PROBLEM STATEMENT: Count how many lines in the entries below contain the string "person", and reply with that number alone.

>> begin EXTRACTED ENTRIES

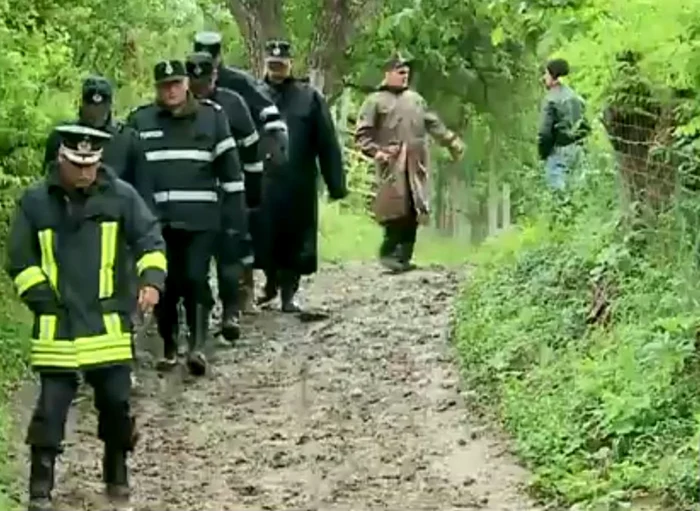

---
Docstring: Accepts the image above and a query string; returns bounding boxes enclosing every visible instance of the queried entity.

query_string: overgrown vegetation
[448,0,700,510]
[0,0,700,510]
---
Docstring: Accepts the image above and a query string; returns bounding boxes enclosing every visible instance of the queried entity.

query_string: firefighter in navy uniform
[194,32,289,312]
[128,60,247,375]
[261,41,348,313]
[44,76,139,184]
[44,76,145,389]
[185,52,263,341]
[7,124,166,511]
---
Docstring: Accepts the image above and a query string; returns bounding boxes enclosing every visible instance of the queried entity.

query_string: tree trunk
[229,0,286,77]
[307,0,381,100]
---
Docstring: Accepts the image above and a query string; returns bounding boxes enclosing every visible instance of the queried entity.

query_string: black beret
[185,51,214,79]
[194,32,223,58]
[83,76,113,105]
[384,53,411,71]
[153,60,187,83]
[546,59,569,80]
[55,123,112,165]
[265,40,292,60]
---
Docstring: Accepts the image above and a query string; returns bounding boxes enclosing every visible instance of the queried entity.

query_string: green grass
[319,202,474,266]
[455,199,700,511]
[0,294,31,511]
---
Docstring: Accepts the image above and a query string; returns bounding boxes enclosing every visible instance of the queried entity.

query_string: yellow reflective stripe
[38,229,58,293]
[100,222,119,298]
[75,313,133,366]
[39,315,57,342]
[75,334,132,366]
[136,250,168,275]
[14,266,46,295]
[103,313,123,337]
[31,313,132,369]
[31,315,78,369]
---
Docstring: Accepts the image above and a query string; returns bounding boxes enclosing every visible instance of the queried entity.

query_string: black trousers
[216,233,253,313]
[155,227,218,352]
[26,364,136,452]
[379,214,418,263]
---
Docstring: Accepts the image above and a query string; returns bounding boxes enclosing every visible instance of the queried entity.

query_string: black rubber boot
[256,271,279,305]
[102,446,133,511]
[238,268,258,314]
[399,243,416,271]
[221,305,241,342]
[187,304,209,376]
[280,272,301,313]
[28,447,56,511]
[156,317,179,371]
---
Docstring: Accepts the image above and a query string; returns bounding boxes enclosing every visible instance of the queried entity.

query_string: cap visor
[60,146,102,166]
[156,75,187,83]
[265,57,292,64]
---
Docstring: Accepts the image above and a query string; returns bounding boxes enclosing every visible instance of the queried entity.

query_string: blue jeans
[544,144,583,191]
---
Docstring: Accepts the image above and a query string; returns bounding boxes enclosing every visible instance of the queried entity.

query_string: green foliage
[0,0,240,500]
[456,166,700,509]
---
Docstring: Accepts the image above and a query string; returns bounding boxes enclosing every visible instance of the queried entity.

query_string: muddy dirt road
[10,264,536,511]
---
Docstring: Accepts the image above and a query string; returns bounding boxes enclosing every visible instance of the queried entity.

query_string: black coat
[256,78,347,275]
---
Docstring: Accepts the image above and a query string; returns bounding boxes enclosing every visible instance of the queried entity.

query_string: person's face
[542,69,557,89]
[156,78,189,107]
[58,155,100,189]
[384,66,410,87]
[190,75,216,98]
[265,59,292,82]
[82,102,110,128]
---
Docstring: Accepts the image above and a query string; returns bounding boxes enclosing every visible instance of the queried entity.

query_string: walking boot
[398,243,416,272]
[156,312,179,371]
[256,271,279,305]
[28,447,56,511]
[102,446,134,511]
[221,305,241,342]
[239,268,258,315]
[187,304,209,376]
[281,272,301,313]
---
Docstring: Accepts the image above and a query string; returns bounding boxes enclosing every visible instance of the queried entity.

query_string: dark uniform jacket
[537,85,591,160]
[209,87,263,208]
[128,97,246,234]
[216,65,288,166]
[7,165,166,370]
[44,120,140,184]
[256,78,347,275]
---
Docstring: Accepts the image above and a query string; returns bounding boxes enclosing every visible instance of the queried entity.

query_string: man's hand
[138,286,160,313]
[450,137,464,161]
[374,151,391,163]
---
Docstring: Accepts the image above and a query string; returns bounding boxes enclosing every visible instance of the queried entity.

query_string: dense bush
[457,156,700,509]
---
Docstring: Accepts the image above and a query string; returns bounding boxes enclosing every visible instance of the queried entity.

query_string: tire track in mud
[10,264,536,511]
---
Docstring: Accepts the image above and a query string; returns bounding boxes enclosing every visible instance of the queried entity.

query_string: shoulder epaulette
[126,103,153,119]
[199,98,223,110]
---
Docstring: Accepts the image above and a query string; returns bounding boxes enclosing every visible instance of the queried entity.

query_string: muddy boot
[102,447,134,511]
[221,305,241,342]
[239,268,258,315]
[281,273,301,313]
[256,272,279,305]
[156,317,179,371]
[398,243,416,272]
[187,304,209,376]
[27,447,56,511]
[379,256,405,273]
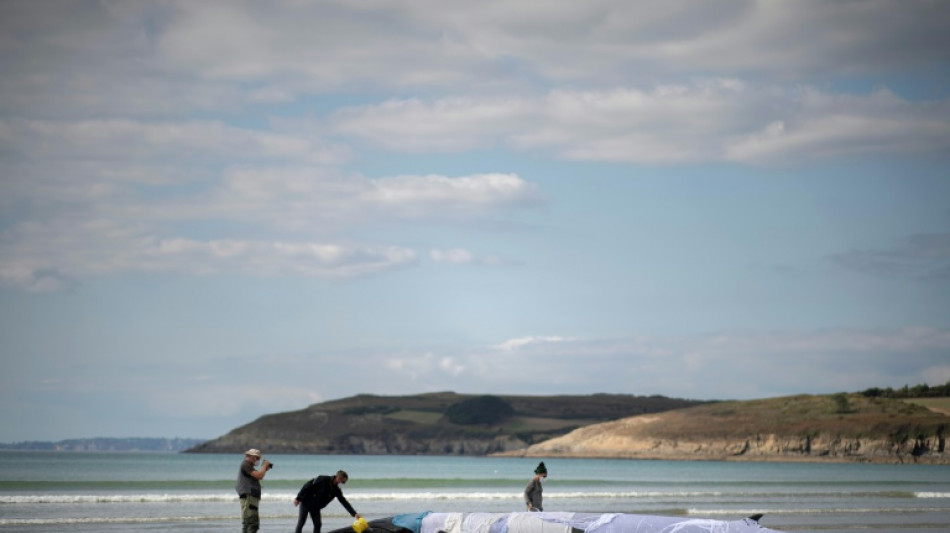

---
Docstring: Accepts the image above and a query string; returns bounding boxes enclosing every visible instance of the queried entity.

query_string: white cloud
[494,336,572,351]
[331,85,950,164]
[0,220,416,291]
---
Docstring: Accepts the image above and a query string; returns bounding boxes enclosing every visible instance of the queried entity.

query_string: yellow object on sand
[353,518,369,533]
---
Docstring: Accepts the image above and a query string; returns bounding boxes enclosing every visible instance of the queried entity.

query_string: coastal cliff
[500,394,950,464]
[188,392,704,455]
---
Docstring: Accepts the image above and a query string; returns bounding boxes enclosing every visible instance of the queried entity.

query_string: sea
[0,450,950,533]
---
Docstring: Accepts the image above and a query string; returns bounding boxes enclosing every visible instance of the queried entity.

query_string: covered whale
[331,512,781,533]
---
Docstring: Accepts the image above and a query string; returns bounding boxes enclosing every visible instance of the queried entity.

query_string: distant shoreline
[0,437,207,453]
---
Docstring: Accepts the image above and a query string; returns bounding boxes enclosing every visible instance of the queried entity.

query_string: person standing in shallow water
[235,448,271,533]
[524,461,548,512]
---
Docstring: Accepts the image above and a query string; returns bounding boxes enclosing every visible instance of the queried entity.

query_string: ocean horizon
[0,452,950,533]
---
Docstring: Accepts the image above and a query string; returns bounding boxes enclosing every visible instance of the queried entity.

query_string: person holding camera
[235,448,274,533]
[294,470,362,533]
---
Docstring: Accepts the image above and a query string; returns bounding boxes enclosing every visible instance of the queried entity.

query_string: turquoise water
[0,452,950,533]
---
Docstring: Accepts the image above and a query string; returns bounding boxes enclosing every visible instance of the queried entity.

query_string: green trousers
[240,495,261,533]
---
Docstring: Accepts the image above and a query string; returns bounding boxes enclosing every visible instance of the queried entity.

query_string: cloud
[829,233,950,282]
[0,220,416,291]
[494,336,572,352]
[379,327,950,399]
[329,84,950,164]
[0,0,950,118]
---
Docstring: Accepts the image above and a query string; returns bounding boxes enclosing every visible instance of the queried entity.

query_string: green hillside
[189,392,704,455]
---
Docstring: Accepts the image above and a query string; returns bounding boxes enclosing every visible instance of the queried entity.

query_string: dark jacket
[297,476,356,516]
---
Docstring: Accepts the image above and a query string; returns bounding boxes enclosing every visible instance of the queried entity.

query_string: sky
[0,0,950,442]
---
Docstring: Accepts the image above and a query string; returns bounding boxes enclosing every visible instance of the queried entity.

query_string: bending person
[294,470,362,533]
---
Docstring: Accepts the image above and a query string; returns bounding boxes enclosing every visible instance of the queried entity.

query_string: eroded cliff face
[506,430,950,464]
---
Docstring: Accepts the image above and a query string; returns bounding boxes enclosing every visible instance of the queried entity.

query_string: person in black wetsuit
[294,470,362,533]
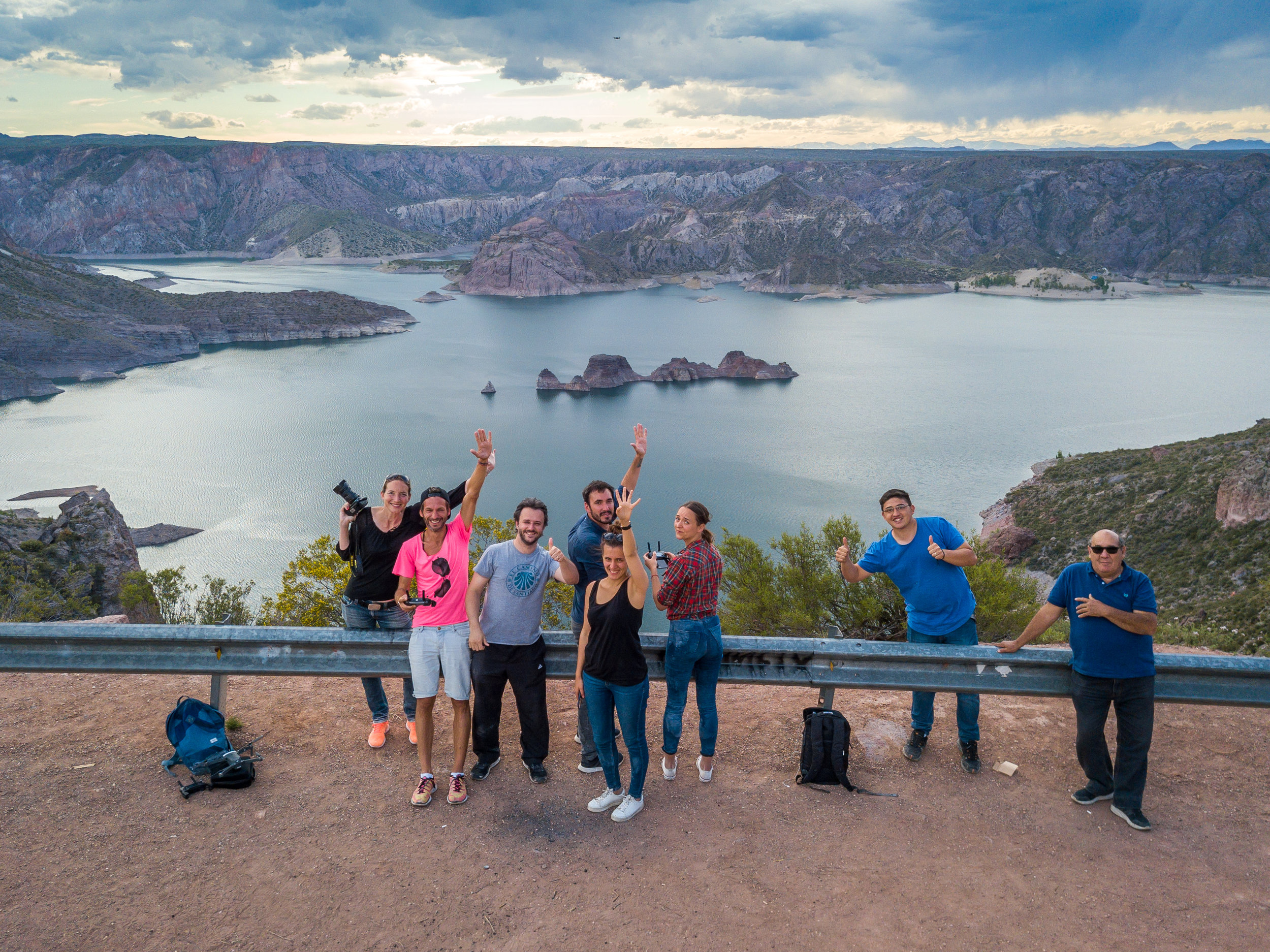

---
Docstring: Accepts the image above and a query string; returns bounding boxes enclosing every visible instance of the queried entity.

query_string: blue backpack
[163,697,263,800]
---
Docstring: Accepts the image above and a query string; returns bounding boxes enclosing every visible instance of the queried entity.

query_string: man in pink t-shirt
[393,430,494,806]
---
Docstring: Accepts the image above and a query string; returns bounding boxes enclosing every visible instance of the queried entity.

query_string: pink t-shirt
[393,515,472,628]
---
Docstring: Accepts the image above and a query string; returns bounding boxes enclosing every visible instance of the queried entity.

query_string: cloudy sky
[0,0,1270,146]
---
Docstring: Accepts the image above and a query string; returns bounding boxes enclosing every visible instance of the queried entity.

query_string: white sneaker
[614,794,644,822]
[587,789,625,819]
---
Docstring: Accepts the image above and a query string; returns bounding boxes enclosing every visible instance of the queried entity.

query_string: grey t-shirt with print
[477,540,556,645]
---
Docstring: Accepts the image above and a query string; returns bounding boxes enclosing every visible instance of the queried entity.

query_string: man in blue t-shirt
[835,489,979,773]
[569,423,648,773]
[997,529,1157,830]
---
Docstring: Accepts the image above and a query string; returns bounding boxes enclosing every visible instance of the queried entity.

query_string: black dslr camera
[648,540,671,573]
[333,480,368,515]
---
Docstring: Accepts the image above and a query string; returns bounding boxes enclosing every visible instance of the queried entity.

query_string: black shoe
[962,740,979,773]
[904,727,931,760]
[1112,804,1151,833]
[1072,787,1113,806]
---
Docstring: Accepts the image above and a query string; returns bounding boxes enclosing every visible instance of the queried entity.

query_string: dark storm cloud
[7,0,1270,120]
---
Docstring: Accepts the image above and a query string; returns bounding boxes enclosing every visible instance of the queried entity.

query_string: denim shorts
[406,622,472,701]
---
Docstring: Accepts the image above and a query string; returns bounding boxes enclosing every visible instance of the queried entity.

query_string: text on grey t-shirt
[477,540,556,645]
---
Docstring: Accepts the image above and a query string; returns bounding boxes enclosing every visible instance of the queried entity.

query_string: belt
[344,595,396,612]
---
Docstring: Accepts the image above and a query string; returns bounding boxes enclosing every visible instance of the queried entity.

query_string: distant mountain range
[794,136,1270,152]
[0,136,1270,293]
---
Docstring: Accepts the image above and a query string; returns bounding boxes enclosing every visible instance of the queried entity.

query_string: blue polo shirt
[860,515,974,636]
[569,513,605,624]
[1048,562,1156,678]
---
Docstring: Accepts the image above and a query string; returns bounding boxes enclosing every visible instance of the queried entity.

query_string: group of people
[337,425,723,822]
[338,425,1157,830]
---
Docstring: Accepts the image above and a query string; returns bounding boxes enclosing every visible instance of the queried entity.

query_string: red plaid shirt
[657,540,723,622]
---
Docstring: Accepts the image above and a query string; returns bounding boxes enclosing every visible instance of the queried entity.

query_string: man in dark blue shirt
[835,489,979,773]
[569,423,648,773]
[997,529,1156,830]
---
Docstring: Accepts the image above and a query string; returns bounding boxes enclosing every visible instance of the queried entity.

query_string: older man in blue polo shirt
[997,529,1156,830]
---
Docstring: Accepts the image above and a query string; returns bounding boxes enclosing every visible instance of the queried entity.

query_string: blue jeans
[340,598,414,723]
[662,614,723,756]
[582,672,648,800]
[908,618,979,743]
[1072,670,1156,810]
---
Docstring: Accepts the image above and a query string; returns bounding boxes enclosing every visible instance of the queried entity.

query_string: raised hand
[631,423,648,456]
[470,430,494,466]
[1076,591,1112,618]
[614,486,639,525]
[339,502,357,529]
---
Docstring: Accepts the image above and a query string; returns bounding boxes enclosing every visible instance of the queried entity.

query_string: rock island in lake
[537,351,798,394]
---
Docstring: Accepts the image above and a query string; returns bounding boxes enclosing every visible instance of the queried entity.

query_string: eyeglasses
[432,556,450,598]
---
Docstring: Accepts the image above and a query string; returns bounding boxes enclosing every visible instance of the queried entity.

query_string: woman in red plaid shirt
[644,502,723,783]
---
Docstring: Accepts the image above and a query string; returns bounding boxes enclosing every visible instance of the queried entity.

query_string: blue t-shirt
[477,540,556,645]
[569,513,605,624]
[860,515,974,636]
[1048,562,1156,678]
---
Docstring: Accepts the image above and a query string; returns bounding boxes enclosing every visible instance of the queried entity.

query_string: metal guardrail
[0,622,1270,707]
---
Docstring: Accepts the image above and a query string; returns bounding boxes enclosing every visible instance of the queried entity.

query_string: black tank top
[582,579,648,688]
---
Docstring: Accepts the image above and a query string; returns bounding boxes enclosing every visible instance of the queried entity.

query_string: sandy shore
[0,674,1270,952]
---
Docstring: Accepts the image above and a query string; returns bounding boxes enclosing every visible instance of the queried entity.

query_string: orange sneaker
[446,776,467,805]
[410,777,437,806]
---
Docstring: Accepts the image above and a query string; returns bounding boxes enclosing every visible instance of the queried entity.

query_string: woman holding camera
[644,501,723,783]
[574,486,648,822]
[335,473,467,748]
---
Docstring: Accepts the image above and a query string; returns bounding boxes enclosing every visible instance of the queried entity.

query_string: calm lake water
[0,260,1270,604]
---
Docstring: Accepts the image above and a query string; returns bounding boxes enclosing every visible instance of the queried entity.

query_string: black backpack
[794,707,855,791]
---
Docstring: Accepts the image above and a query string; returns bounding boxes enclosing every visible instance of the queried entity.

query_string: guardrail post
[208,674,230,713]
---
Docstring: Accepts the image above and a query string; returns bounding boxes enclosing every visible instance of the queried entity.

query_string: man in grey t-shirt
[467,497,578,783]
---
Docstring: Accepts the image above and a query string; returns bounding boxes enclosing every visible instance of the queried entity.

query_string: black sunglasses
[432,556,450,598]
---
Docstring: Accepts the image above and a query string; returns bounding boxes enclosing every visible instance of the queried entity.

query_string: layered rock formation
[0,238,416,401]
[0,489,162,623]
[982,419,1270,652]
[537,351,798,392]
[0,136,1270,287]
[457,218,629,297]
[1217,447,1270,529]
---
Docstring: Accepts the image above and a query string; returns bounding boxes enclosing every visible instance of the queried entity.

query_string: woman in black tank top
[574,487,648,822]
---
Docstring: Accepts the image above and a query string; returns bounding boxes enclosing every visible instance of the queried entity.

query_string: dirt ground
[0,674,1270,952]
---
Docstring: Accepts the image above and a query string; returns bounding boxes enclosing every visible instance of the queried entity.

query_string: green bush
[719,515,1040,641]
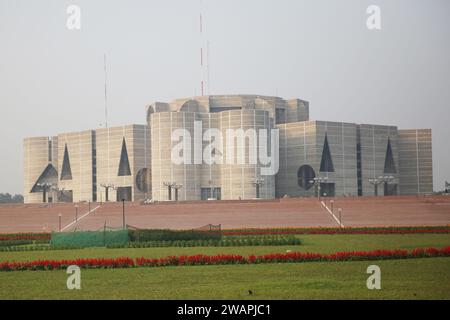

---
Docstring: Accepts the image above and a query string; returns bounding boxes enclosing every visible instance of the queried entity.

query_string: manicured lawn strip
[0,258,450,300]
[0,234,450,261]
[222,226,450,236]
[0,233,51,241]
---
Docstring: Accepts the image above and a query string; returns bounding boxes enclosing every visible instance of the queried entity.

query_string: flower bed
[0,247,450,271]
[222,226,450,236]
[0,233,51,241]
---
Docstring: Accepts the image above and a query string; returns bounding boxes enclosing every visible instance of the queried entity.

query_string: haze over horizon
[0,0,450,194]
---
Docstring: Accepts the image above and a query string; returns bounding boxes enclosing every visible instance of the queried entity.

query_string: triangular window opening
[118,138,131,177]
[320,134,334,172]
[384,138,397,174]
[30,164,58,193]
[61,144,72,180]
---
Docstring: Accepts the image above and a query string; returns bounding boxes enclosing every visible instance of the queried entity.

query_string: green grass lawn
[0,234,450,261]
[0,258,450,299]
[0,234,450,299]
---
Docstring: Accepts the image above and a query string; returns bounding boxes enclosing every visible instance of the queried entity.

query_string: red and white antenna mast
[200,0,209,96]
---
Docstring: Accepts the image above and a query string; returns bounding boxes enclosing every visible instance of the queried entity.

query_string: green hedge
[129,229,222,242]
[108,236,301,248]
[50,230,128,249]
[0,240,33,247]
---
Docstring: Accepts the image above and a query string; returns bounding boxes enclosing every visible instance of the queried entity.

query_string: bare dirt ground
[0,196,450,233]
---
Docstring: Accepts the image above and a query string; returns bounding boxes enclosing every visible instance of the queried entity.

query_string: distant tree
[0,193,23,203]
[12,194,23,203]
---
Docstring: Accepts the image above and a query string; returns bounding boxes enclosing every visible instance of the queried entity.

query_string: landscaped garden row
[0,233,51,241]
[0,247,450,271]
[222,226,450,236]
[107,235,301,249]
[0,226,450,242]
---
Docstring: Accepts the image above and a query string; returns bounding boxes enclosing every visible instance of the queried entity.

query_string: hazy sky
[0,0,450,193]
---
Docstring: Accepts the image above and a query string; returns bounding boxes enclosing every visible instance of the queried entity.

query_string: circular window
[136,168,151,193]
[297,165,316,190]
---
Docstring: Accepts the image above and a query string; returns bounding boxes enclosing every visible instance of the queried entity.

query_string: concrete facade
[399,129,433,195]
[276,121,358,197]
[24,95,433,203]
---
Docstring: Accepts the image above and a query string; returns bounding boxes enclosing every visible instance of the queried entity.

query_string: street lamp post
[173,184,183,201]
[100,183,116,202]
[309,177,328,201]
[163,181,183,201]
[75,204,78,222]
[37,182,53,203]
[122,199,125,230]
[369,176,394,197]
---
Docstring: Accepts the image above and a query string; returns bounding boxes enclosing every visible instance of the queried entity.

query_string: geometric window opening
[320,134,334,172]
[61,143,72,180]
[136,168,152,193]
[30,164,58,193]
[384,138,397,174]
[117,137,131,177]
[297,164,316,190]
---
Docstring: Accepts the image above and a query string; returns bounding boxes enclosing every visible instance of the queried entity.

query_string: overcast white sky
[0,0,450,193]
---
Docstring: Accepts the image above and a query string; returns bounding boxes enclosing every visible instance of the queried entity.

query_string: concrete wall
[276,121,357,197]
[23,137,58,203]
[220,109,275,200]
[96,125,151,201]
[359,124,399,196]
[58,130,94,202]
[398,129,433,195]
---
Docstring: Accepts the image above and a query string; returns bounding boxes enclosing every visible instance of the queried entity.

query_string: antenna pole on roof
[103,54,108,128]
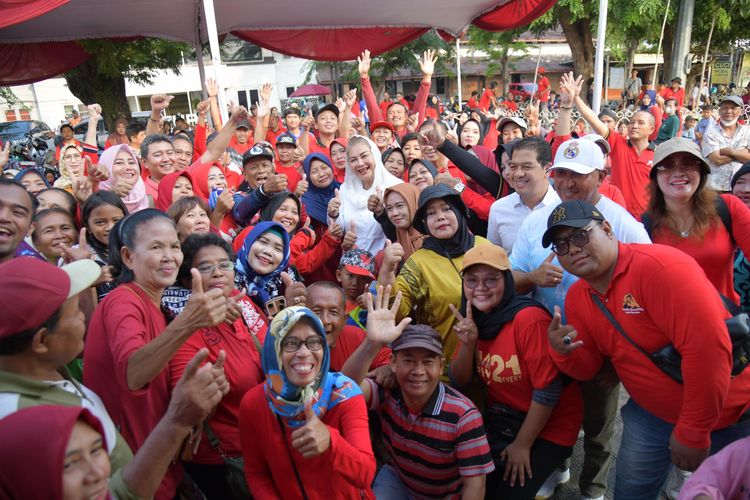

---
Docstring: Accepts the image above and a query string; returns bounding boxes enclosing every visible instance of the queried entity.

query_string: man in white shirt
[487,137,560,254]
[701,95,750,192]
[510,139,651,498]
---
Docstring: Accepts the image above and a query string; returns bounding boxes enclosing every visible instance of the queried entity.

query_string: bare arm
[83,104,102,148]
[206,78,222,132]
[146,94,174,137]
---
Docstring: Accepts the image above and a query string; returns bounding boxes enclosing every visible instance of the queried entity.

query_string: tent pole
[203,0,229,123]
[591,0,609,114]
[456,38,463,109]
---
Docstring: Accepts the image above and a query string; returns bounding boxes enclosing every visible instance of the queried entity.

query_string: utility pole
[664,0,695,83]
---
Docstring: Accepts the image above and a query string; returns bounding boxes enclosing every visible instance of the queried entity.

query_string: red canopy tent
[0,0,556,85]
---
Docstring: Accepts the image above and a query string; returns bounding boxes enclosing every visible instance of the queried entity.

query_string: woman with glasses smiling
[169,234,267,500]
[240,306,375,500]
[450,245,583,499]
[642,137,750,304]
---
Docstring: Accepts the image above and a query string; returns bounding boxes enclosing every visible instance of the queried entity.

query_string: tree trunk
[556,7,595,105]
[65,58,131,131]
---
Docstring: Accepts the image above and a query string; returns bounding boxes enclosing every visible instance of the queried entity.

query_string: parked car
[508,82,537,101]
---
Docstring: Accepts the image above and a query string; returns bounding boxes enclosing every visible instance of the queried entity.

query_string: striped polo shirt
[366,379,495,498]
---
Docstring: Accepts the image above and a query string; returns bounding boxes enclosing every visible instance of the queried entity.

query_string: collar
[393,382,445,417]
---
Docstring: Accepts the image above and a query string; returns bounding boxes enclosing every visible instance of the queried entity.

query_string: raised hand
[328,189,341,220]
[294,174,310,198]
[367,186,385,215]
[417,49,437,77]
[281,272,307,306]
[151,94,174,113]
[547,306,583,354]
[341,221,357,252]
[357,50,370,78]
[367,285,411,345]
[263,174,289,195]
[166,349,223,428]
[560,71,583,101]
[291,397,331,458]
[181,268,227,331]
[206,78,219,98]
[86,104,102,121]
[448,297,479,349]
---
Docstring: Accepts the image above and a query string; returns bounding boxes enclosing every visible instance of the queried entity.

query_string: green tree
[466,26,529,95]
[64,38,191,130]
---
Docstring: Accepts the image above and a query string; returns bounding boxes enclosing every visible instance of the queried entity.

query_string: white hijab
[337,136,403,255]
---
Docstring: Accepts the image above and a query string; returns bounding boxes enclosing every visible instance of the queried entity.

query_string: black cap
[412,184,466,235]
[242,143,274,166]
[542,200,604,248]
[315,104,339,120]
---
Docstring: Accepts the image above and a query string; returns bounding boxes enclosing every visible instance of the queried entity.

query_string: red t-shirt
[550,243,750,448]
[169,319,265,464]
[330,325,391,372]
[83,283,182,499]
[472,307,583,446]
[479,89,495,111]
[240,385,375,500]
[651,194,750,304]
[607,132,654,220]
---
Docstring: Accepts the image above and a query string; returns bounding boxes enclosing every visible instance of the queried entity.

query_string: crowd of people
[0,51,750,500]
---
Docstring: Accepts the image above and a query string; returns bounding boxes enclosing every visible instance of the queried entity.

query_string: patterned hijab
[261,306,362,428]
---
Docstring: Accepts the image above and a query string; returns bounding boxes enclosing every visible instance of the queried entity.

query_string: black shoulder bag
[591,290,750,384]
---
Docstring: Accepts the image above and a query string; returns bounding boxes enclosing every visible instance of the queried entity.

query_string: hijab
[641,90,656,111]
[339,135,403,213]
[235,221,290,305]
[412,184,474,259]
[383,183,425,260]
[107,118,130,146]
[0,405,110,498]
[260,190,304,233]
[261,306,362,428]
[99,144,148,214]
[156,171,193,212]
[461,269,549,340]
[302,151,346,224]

>> end EXTRACTED ENTRIES

RESPONSE TO THIS EXERCISE: 5